* **Exercise objective**: Update the records below by changing every "Scouting pass" to "Survey pass". Leave everything else as it is.

━━━━━ Data in this exercise ━━━━━

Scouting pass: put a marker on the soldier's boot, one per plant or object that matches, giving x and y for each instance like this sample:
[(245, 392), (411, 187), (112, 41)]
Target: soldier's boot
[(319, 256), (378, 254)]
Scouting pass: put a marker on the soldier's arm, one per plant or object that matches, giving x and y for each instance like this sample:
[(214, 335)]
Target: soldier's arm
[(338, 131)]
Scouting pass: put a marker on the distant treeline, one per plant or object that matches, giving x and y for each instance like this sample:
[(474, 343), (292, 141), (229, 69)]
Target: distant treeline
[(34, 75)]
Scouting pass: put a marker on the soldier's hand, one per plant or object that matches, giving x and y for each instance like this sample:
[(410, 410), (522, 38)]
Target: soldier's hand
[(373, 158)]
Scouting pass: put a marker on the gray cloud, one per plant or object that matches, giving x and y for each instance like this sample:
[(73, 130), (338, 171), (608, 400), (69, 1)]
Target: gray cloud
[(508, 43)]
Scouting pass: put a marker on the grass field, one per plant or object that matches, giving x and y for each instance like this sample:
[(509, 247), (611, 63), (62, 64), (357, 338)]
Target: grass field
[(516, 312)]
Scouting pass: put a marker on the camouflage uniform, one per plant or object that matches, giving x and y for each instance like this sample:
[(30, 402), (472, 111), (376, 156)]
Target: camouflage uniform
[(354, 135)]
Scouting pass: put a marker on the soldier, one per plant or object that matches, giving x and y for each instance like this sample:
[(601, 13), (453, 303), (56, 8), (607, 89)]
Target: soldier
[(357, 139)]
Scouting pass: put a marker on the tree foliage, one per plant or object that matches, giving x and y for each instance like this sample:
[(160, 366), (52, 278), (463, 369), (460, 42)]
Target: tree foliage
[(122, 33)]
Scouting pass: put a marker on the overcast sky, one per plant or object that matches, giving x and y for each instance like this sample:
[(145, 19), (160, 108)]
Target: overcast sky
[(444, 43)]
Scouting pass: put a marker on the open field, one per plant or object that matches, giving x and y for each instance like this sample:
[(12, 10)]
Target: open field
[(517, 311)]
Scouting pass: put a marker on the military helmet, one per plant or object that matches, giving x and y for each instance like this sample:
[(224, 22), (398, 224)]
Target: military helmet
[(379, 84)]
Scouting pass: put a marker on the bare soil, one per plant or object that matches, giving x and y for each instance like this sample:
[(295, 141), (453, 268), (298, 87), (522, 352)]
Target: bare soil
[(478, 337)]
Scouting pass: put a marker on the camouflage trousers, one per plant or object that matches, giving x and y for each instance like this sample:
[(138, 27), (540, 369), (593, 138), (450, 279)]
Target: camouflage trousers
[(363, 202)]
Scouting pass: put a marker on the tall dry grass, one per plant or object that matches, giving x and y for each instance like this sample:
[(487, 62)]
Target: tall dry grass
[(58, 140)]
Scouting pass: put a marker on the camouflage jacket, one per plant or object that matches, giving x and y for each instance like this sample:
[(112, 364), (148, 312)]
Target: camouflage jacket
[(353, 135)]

━━━━━

* **Response below**:
Survey pass: put a marker on the soldier's boot, one per plant or object that matches, giving x and y for each instance like this sample:
[(245, 392), (411, 187), (112, 41)]
Target: soldier's boot
[(319, 256), (378, 254)]
Survey pass: put a marker on the soldier's arm, one per plant or object that matches, giving x and y for each instance like this sample:
[(214, 335)]
Target: soldier's arm
[(338, 131)]
Survey pass: put a marker on the distant treeline, one per plant or object that matches, giving x and y for each instance like this sample:
[(474, 343), (292, 141), (229, 69)]
Target: distant treeline
[(34, 75)]
Survey pass: put a marker on the soldier's hand, one per plant or object that matches, giving x and y for each instance like this sample:
[(410, 410), (522, 38)]
Target: soldier's hand
[(373, 158)]
Survey pass: put a marker on the gray cloud, one per plant or object that matches, giving x and y for each instance like this sample:
[(73, 130), (338, 171), (608, 400), (69, 1)]
Target: gray cloud
[(508, 43)]
Survey pass: put a marker on the grass field, one per plant or object that matches, giving x and y for each instance like this sample:
[(509, 247), (611, 63), (62, 64), (357, 338)]
Target: grass field
[(516, 312)]
Survey pass: put a marker on the camouflage uniform, one per plant or object that matches, giving x and y for each instance like this sample:
[(30, 402), (472, 111), (376, 156)]
Target: camouflage uniform
[(354, 135)]
Survey pass: put a marker on the soldier, one per plant or object that matches, giving x and y for each instance like this sample:
[(601, 13), (453, 303), (56, 8), (607, 89)]
Target: soldier
[(357, 139)]
Survey pass: put a marker on the tree foliage, one per plant or object that matches, giving x and y for each instance like this sample:
[(160, 366), (52, 278), (463, 369), (460, 42)]
Target: tree foliage
[(122, 33)]
Survey pass: put a marker on the overcast sky, one per plant or object that matches, giving x and y for each instance like this sample:
[(145, 19), (160, 108)]
Target: overcast sky
[(444, 43)]
Survey pass: put a marker on the open field, one per plant or object that matches, giving x and y for each instance like this sample:
[(12, 10)]
Target: open field
[(517, 311)]
Survey pass: put a marker on the military helmet, one per plant or object that matches, giving x and y for each instance like this sample:
[(224, 22), (398, 224)]
Target: military helmet
[(379, 84)]
Survey pass: put a marker on the bare soil, one per plant or object that matches, giving x and y for each instance like this sample:
[(295, 141), (453, 268), (298, 87), (522, 352)]
Target: bare soil
[(478, 337)]
Survey pass: put a marker on the camouflage trousers, one per plant or object that matches, giving x and y for each instance like this sample:
[(138, 27), (540, 369), (593, 138), (450, 279)]
Target: camouflage trousers
[(363, 202)]
Survey pass: put a marker on the tall dry grass, one per plant or object that matches, giving x and y for each instance like this sample:
[(487, 62)]
Target: tall dry grass
[(58, 140)]
Survey pass: put a marker on the camouflage jacket, one per plant or object that matches, giving x and y for each instance like this sample:
[(112, 364), (148, 312)]
Target: camouflage jacket
[(353, 135)]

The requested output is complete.